Referring expression data:
---
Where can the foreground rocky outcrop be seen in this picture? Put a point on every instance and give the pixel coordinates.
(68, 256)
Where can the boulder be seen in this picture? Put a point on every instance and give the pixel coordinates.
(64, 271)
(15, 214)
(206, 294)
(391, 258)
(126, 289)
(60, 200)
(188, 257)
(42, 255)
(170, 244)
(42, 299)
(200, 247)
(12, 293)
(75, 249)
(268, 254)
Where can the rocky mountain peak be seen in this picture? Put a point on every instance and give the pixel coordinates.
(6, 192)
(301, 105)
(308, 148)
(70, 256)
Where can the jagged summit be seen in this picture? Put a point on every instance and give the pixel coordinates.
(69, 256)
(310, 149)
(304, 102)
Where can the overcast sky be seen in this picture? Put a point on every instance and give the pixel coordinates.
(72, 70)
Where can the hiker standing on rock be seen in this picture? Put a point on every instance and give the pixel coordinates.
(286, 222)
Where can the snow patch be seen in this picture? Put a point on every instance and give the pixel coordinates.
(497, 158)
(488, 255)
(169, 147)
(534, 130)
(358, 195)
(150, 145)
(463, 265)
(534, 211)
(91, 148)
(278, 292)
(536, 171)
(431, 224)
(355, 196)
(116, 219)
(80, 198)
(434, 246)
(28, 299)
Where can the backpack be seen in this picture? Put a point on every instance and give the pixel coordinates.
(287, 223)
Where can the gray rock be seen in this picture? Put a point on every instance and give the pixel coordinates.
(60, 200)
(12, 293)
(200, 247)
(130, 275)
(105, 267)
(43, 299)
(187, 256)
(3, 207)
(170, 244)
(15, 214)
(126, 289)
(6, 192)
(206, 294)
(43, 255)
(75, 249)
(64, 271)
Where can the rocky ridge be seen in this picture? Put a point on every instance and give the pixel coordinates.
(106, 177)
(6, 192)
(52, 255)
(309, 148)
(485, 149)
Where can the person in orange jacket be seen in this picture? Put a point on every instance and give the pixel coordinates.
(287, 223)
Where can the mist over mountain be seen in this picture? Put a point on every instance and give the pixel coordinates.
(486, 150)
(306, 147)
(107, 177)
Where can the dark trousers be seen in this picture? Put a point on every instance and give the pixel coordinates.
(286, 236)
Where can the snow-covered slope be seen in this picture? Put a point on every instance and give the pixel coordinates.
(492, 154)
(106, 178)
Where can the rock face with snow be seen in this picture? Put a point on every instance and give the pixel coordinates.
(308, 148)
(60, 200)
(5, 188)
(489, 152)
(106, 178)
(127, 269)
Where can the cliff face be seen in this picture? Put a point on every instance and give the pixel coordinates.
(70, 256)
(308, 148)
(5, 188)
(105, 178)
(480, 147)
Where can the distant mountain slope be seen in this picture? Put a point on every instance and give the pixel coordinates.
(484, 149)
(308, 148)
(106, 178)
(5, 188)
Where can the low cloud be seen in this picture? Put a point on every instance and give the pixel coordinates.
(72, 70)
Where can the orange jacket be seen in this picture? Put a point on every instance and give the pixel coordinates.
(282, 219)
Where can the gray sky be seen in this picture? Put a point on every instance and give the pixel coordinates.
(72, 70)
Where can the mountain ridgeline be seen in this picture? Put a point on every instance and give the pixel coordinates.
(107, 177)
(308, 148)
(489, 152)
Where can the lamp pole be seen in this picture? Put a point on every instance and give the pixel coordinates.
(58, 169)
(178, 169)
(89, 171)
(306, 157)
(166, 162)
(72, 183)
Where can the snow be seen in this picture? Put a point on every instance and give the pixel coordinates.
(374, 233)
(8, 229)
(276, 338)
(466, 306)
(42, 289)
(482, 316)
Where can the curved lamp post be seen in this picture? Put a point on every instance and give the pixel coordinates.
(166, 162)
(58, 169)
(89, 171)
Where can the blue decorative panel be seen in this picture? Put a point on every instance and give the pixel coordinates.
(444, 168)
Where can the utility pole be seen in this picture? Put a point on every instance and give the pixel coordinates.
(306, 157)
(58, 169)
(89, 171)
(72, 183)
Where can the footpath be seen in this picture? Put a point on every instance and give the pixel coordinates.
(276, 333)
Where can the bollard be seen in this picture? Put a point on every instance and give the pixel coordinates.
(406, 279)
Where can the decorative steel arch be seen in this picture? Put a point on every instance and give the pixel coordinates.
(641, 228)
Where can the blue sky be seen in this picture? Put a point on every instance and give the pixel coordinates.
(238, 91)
---
What is needed:
The full set of entries above needs to be restated word for word.

Answer space:
Where can the foreground rocky outcrop be seen in this picture? Put a point on every instance and give the pixel coordinates.
(68, 256)
Where can the boulder be seen in this picture? Put a point on every instance and give the pixel coordinates.
(64, 271)
(15, 214)
(206, 294)
(391, 258)
(126, 289)
(60, 200)
(188, 257)
(42, 255)
(170, 244)
(42, 299)
(200, 247)
(12, 293)
(75, 249)
(268, 254)
Where can the rocky mountain peak be seen in this picture? Put a point on every instance and give the pixel coordinates.
(6, 192)
(301, 105)
(308, 148)
(70, 256)
Where can the jagged summit be seen in this picture? Put a point on every instance and give the pixel coordinates.
(69, 256)
(310, 149)
(304, 102)
Where can the overcast sky be seen in this picture? Put a point on every instance and give the pixel coordinates.
(72, 70)
Where can the hiker standing on rock be seen in this picture? Put a point on every instance and give the pixel coordinates.
(286, 222)
Where can the snow patch be seen in this picture? Put a point on every instance and give the pixel coordinates.
(497, 158)
(488, 255)
(169, 147)
(534, 130)
(358, 195)
(150, 145)
(463, 265)
(534, 211)
(91, 148)
(278, 292)
(536, 171)
(431, 224)
(355, 196)
(116, 219)
(80, 198)
(434, 246)
(28, 299)
Where can the backpack be seen in this picture? Put a point on every instance and give the pixel coordinates.
(287, 223)
Where can the gray rock be seen in this picture? Put a point on every instance and give the pixel coordinates.
(60, 200)
(12, 293)
(200, 247)
(130, 275)
(105, 267)
(43, 299)
(187, 256)
(3, 207)
(170, 244)
(15, 214)
(126, 289)
(6, 192)
(206, 294)
(43, 255)
(75, 249)
(64, 271)
Where can the rocky ridge be seen in this picture? Put a point on every instance and give the pixel coordinates.
(106, 177)
(6, 192)
(52, 255)
(309, 148)
(485, 149)
Where can the person in orange jacket be seen in this picture? Put a point on every instance and give the pixel coordinates.
(287, 223)
Where can the mist over mountain be seen in this picture? Put a point on every instance and give the pixel coordinates.
(486, 150)
(306, 147)
(107, 177)
Where can the dark trousers be seen in this picture? Put a point on every instance and give the pixel coordinates.
(286, 236)
Where can the snow-covered slope be seen in this picture? Put a point on every instance and give the pixel coordinates.
(492, 154)
(106, 178)
Where can the rock face with snow be seen in this picture? Put a point on every instance and give the pixel coordinates.
(308, 148)
(60, 200)
(5, 188)
(489, 152)
(106, 178)
(127, 269)
Where can the cliff face be seen in this picture? Put a point on every instance and give the pixel coordinates.
(70, 256)
(308, 148)
(5, 188)
(105, 178)
(480, 147)
Where can the distant mountain slope be seen in this picture? Put a point on every instance and give the pixel coordinates.
(484, 149)
(308, 148)
(106, 178)
(5, 188)
Where can the low cloud be seen in this picture? Put a point on every instance and give the pixel coordinates.
(72, 70)
Where can the orange jacket be seen in this picture? Put a point on every instance and give the pixel coordinates.
(282, 219)
Where can the gray sky be seen in this picture? Put a point on every instance and give the pixel coordinates.
(72, 70)
Where can the mountain ridgeline be seen in this picture? Put a point on every instance and give the pixel coordinates.
(107, 177)
(308, 148)
(489, 152)
Where can the lamp pole be seen in this picture? Put a point on every instance and give the pixel coordinates.
(58, 169)
(178, 169)
(89, 171)
(306, 157)
(166, 162)
(72, 183)
Where can the snow be seen in this picture? Put a point on every instance and give the pixel coordinates.
(374, 233)
(8, 229)
(276, 338)
(466, 306)
(42, 289)
(482, 316)
Where can the curved lamp post be seen in this picture? Put a point on every instance and give the pixel coordinates.
(166, 162)
(58, 169)
(89, 171)
Where can the blue decorative panel be seen in this picture? Put a point on every instance and give the pixel coordinates.
(444, 168)
Where can the utility pole be seen in this picture? Put a point on every instance and give the pixel coordinates.
(306, 157)
(58, 169)
(89, 171)
(72, 183)
Where can the footpath be seen in this picture? Put a point on every instance and give the pixel coordinates.
(276, 333)
Where can the bollard be seen in this picture? Put a point on every instance and give the pixel coordinates.
(406, 279)
Where can the decorative steel arch be seen in this picture? Put a point on every instance and give the pixel coordinates.
(641, 228)
Where can the blue sky be seen in this picture? Put a point on every instance and give the pixel coordinates.
(238, 91)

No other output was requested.